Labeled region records
>> Start
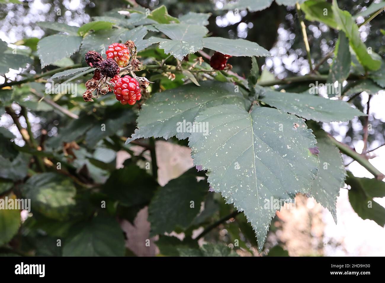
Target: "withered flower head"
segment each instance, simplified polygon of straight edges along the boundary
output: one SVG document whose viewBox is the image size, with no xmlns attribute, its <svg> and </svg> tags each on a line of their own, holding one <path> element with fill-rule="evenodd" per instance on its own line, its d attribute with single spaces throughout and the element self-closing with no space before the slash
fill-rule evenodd
<svg viewBox="0 0 385 283">
<path fill-rule="evenodd" d="M 90 90 L 86 90 L 84 93 L 83 94 L 83 99 L 85 101 L 87 102 L 89 101 L 93 101 L 92 99 L 92 92 Z"/>
<path fill-rule="evenodd" d="M 85 88 L 91 91 L 94 90 L 98 88 L 99 83 L 99 82 L 96 80 L 91 79 L 85 83 Z"/>
</svg>

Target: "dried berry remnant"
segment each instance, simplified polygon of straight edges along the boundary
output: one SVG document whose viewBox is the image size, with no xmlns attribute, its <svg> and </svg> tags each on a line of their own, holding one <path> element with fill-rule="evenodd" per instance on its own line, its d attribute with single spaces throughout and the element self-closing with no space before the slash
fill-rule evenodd
<svg viewBox="0 0 385 283">
<path fill-rule="evenodd" d="M 99 85 L 99 82 L 93 79 L 91 79 L 89 80 L 87 80 L 85 83 L 85 88 L 89 90 L 94 90 L 98 88 Z"/>
<path fill-rule="evenodd" d="M 109 89 L 109 87 L 108 88 Z M 108 89 L 102 89 L 100 90 L 100 92 L 102 94 L 102 95 L 104 95 L 105 94 L 108 92 Z"/>
<path fill-rule="evenodd" d="M 210 65 L 215 70 L 223 70 L 226 67 L 227 60 L 231 57 L 230 55 L 216 52 L 210 59 Z"/>
<path fill-rule="evenodd" d="M 134 105 L 142 98 L 139 82 L 133 78 L 126 75 L 119 78 L 114 87 L 116 99 L 124 105 Z"/>
<path fill-rule="evenodd" d="M 98 69 L 95 69 L 94 72 L 94 76 L 92 77 L 92 79 L 96 80 L 99 80 L 101 76 L 102 73 L 100 72 L 100 71 Z"/>
<path fill-rule="evenodd" d="M 133 67 L 133 71 L 136 71 L 138 70 L 138 67 L 141 64 L 141 62 L 137 59 L 133 59 L 131 60 L 130 64 L 131 67 Z"/>
<path fill-rule="evenodd" d="M 90 50 L 85 54 L 85 62 L 90 67 L 97 67 L 99 62 L 103 60 L 100 54 L 96 51 Z"/>
<path fill-rule="evenodd" d="M 130 59 L 130 52 L 127 47 L 121 43 L 113 43 L 105 52 L 107 59 L 113 59 L 121 67 L 125 67 Z"/>
<path fill-rule="evenodd" d="M 90 90 L 86 90 L 84 93 L 83 94 L 83 99 L 85 101 L 88 102 L 89 101 L 93 101 L 92 99 L 92 92 Z"/>
<path fill-rule="evenodd" d="M 110 78 L 113 78 L 120 72 L 117 63 L 110 58 L 99 62 L 98 67 L 102 75 Z"/>
<path fill-rule="evenodd" d="M 134 49 L 135 48 L 135 45 L 134 43 L 134 42 L 132 40 L 127 40 L 126 42 L 126 43 L 124 44 L 124 45 L 127 47 L 127 48 L 129 49 Z"/>
</svg>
>> End
Render the material above as a numbered list with one line per item, omitting blank lines and the picture.

IN RESPONSE
1. Target: "withered flower head"
2. segment each instance, simplified polygon of straight edges along the boundary
3. output: one SVG document whose viewBox is the image size, with no xmlns attribute, its <svg> and </svg> tags each on a line of their own, holding one <path> element with fill-rule="evenodd" per instance on its own line, its d attribute with single spaces throughout and the element self-closing with no space before the slash
4. fill-rule evenodd
5. <svg viewBox="0 0 385 283">
6. <path fill-rule="evenodd" d="M 90 90 L 86 90 L 84 93 L 83 94 L 83 99 L 85 101 L 87 102 L 89 101 L 93 101 L 92 99 L 92 92 Z"/>
7. <path fill-rule="evenodd" d="M 85 88 L 91 91 L 94 90 L 98 88 L 99 83 L 99 82 L 96 80 L 91 79 L 85 83 Z"/>
8. </svg>
9. Target: "dried berry remnant"
10. segment each instance, simplified polygon of straight edges along the boundary
11. output: one SVG document whose viewBox is the image size, with no xmlns attribute, its <svg> and </svg> tags each on a line of their own, holding one <path> element with fill-rule="evenodd" per instance on its own line, its d attribute with single spaces throughout and the element self-closing with no space before the slash
12. fill-rule evenodd
13. <svg viewBox="0 0 385 283">
14. <path fill-rule="evenodd" d="M 99 85 L 99 82 L 93 79 L 91 79 L 89 80 L 87 80 L 85 83 L 85 88 L 89 90 L 94 90 L 98 88 Z"/>
15. <path fill-rule="evenodd" d="M 109 89 L 109 87 L 108 88 Z M 108 89 L 102 89 L 100 90 L 100 92 L 102 94 L 102 95 L 104 95 L 105 94 L 108 92 Z"/>
16. <path fill-rule="evenodd" d="M 210 65 L 215 70 L 223 70 L 226 67 L 227 60 L 231 57 L 230 55 L 216 52 L 210 59 Z"/>
17. <path fill-rule="evenodd" d="M 134 105 L 142 98 L 139 82 L 133 78 L 126 75 L 119 78 L 114 87 L 116 99 L 124 105 Z"/>
18. <path fill-rule="evenodd" d="M 98 69 L 95 69 L 94 72 L 94 76 L 92 77 L 92 79 L 96 80 L 99 80 L 101 76 L 102 73 L 100 72 L 100 71 Z"/>
19. <path fill-rule="evenodd" d="M 133 67 L 133 71 L 136 71 L 138 70 L 138 67 L 141 64 L 141 62 L 137 59 L 133 59 L 131 60 L 130 64 L 131 67 Z"/>
20. <path fill-rule="evenodd" d="M 90 50 L 85 54 L 85 62 L 90 67 L 97 67 L 99 62 L 103 60 L 100 54 L 96 51 Z"/>
21. <path fill-rule="evenodd" d="M 130 59 L 130 52 L 127 47 L 121 43 L 113 43 L 105 52 L 107 59 L 113 59 L 121 67 L 125 67 Z"/>
22. <path fill-rule="evenodd" d="M 90 90 L 86 90 L 84 93 L 83 94 L 83 99 L 85 101 L 88 102 L 89 101 L 93 101 L 92 99 L 92 92 Z"/>
23. <path fill-rule="evenodd" d="M 110 78 L 113 78 L 120 72 L 117 63 L 110 58 L 99 62 L 98 67 L 102 75 Z"/>
24. <path fill-rule="evenodd" d="M 134 49 L 135 48 L 135 45 L 134 43 L 134 42 L 132 40 L 127 40 L 126 42 L 126 43 L 124 44 L 124 45 L 127 47 L 127 48 L 129 49 Z"/>
25. </svg>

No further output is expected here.